* What needs to be done:
Copy each of the records below word for word, leaving nothing out and changing nothing.

* Records to process:
..............................

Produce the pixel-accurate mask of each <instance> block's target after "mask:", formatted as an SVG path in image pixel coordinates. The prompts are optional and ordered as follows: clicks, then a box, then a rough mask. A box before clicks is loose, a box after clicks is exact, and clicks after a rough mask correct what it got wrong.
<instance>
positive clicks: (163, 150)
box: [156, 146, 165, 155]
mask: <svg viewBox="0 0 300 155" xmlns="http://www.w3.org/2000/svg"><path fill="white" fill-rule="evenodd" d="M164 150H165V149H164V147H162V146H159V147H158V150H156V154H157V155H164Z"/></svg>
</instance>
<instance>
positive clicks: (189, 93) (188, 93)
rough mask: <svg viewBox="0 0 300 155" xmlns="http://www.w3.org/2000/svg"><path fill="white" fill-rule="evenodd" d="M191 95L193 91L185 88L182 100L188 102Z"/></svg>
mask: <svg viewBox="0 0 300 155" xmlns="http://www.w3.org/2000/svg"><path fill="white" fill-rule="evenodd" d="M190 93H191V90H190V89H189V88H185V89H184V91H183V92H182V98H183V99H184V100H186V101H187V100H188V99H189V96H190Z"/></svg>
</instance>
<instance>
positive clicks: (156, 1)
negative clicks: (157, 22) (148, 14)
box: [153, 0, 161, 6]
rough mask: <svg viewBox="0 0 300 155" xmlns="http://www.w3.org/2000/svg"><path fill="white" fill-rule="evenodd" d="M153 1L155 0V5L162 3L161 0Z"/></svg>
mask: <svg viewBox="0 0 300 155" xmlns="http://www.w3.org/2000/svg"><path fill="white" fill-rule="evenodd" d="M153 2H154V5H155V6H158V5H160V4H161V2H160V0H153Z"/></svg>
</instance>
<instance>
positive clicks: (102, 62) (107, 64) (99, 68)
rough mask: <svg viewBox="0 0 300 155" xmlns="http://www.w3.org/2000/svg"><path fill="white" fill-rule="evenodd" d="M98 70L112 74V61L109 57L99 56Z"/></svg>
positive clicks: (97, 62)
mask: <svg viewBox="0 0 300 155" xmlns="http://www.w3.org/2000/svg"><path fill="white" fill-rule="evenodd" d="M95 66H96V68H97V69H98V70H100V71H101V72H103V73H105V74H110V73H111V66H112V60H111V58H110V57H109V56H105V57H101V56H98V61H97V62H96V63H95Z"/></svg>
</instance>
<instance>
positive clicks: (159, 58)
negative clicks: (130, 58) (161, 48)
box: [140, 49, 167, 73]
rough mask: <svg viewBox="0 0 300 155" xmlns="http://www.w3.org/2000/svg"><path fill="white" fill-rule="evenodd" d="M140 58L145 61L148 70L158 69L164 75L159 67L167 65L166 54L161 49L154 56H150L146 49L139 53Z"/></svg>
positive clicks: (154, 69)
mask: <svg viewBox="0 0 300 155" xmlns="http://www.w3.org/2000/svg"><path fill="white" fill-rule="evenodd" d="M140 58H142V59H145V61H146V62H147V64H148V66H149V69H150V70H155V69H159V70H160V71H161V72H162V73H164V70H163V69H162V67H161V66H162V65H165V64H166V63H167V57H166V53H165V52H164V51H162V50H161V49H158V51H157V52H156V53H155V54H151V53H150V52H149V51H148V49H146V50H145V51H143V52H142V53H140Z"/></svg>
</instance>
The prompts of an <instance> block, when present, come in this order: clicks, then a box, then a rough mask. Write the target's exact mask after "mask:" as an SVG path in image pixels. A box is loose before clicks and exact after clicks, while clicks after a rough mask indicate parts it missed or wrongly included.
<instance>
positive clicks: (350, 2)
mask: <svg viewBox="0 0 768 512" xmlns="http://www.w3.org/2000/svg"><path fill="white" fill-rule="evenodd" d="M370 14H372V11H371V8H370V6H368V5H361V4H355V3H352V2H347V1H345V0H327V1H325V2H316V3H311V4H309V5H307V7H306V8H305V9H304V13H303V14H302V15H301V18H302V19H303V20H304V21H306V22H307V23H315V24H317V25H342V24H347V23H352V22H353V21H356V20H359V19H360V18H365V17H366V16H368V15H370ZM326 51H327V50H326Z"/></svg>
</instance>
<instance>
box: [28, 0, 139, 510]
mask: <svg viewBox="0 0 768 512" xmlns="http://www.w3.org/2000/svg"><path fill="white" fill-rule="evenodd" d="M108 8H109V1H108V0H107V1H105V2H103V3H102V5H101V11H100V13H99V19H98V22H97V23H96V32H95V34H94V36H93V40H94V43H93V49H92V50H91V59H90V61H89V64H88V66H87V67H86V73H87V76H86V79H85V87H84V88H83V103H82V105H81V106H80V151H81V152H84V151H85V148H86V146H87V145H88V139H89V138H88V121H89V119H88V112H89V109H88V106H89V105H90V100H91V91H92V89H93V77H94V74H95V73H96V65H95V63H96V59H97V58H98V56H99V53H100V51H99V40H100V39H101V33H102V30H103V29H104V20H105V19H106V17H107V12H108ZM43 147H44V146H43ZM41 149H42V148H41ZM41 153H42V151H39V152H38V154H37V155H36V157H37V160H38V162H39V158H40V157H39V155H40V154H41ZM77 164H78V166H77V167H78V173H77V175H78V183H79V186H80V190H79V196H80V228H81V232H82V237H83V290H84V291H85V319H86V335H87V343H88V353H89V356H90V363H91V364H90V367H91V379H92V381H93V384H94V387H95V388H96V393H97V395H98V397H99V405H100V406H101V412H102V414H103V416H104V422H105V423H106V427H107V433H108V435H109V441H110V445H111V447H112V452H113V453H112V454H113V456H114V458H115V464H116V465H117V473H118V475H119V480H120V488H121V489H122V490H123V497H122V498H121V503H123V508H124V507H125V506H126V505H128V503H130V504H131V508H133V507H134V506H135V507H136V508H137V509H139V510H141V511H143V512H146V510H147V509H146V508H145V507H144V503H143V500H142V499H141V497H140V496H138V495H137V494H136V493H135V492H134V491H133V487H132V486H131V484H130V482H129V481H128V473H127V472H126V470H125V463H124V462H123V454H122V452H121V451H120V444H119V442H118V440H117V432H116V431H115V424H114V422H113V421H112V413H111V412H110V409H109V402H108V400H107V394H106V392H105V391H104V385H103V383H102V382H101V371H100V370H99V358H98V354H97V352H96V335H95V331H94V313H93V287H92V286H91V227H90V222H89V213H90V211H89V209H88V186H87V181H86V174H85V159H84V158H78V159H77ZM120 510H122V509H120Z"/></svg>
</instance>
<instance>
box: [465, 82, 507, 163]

..............................

* Result of the exercise:
Produce the pixel-accurate mask of each <instance> block's target after "mask:", formatted as an SVG path in image pixel coordinates. The prompts are optional and ordered as follows: clicks, then a box, then a rough mask. A box before clicks is loose, a box after clicks is exact, and clicks after a rough mask correct what it got wrong.
<instance>
positive clicks: (163, 150)
box: [156, 146, 165, 155]
mask: <svg viewBox="0 0 300 155" xmlns="http://www.w3.org/2000/svg"><path fill="white" fill-rule="evenodd" d="M164 150H165V149H164V147H162V146H159V147H158V150H156V154H157V155H164Z"/></svg>
</instance>
<instance>
positive clicks: (189, 93) (188, 93)
rough mask: <svg viewBox="0 0 300 155" xmlns="http://www.w3.org/2000/svg"><path fill="white" fill-rule="evenodd" d="M191 95L193 91L185 88L182 100L188 102Z"/></svg>
mask: <svg viewBox="0 0 300 155" xmlns="http://www.w3.org/2000/svg"><path fill="white" fill-rule="evenodd" d="M190 93H191V90H190V89H189V88H185V89H184V91H183V92H182V98H183V99H184V100H186V101H187V100H188V99H189V96H190Z"/></svg>
</instance>
<instance>
positive clicks: (156, 1)
negative clicks: (157, 22) (148, 14)
box: [153, 0, 161, 6]
rough mask: <svg viewBox="0 0 300 155" xmlns="http://www.w3.org/2000/svg"><path fill="white" fill-rule="evenodd" d="M153 1L155 0V5L162 3L161 0Z"/></svg>
mask: <svg viewBox="0 0 300 155" xmlns="http://www.w3.org/2000/svg"><path fill="white" fill-rule="evenodd" d="M153 2H154V5H155V6H158V5H160V4H161V2H160V0H153Z"/></svg>
</instance>
<instance>
positive clicks: (102, 62) (107, 64) (99, 68)
rough mask: <svg viewBox="0 0 300 155" xmlns="http://www.w3.org/2000/svg"><path fill="white" fill-rule="evenodd" d="M98 70L112 74V61L109 57L99 56Z"/></svg>
positive clicks: (97, 62)
mask: <svg viewBox="0 0 300 155" xmlns="http://www.w3.org/2000/svg"><path fill="white" fill-rule="evenodd" d="M95 66H96V68H97V69H98V70H100V71H101V72H103V73H105V74H110V73H111V66H112V60H111V58H110V57H109V56H105V57H101V56H98V61H97V62H96V63H95Z"/></svg>
</instance>
<instance>
positive clicks: (159, 58)
negative clicks: (130, 58) (161, 48)
box: [140, 49, 167, 73]
rough mask: <svg viewBox="0 0 300 155" xmlns="http://www.w3.org/2000/svg"><path fill="white" fill-rule="evenodd" d="M140 58L145 61L148 70L158 69L164 75L159 67L167 65L166 54L161 49L154 56H150L146 49L139 53Z"/></svg>
positive clicks: (154, 69)
mask: <svg viewBox="0 0 300 155" xmlns="http://www.w3.org/2000/svg"><path fill="white" fill-rule="evenodd" d="M140 58H142V59H145V61H146V62H147V64H148V66H149V69H150V70H155V69H159V70H160V71H161V72H162V73H164V70H163V69H162V67H161V66H162V65H165V64H166V63H167V57H166V53H165V52H164V51H162V50H161V49H158V51H157V52H156V53H155V54H151V53H150V52H149V51H148V49H146V50H145V51H143V52H142V53H140Z"/></svg>
</instance>
The prompts of an <instance> block, when present, come in this order: clicks, then a box, then a rough mask. Write the target's exact mask after "mask:" as an SVG path in image pixels. A box is loose before clicks and exact after clicks, while clicks after a rough mask indicate parts it missed or wrongly included.
<instance>
positive clicks: (350, 2)
mask: <svg viewBox="0 0 768 512" xmlns="http://www.w3.org/2000/svg"><path fill="white" fill-rule="evenodd" d="M370 14H372V11H371V8H370V6H368V5H361V4H355V3H352V2H347V1H345V0H327V1H325V2H316V3H311V4H309V5H307V7H306V8H305V9H304V13H303V14H302V15H301V18H302V19H303V20H304V21H306V22H307V23H315V24H317V25H342V24H347V23H352V22H353V21H356V20H359V19H360V18H365V17H366V16H368V15H370ZM326 51H327V50H326Z"/></svg>
</instance>
<instance>
box: [28, 0, 139, 510]
mask: <svg viewBox="0 0 768 512" xmlns="http://www.w3.org/2000/svg"><path fill="white" fill-rule="evenodd" d="M108 8H109V1H108V0H107V1H105V2H103V3H102V5H101V11H100V13H99V19H98V22H97V23H96V32H95V34H94V36H93V40H94V43H93V49H92V50H91V59H90V61H89V64H88V66H87V67H86V73H87V76H86V79H85V87H84V88H83V103H82V105H81V106H80V151H81V152H84V151H85V148H86V146H87V145H88V139H89V138H88V121H89V119H88V112H89V109H88V106H89V105H90V100H91V91H92V89H93V77H94V74H95V73H96V65H95V63H96V59H97V58H98V56H99V53H100V51H99V40H100V39H101V33H102V30H103V29H104V20H105V19H106V17H107V12H108ZM43 147H44V146H43ZM41 149H42V148H41ZM41 153H42V151H39V152H38V154H37V155H36V157H37V160H38V162H39V158H40V157H39V155H40V154H41ZM77 164H78V166H77V167H78V173H77V175H78V183H79V186H80V190H79V196H80V228H81V232H82V237H83V290H84V291H85V319H86V335H87V343H88V353H89V356H90V363H91V364H90V367H91V379H92V381H93V384H94V387H95V388H96V393H97V395H98V397H99V405H100V406H101V412H102V414H103V416H104V422H105V423H106V427H107V433H108V435H109V441H110V445H111V447H112V452H113V453H112V454H113V456H114V458H115V464H116V465H117V473H118V475H119V480H120V488H121V489H122V490H123V497H122V498H121V503H123V508H124V507H125V506H126V505H128V503H130V504H131V508H133V507H134V506H135V507H136V508H137V509H139V510H141V511H143V512H146V510H147V509H146V508H145V507H144V503H143V500H142V499H141V497H140V496H138V495H137V494H136V493H135V492H134V491H133V487H132V486H131V484H130V482H129V481H128V473H127V472H126V470H125V463H124V462H123V454H122V452H121V451H120V444H119V442H118V440H117V432H116V431H115V424H114V422H113V421H112V413H111V412H110V409H109V402H108V400H107V394H106V392H105V391H104V385H103V383H102V382H101V371H100V370H99V358H98V354H97V352H96V335H95V331H94V313H93V287H92V286H91V227H90V222H89V213H90V211H89V209H88V186H87V181H86V174H85V159H84V158H78V159H77ZM120 510H122V509H120Z"/></svg>
</instance>
<instance>
box: [465, 82, 507, 163]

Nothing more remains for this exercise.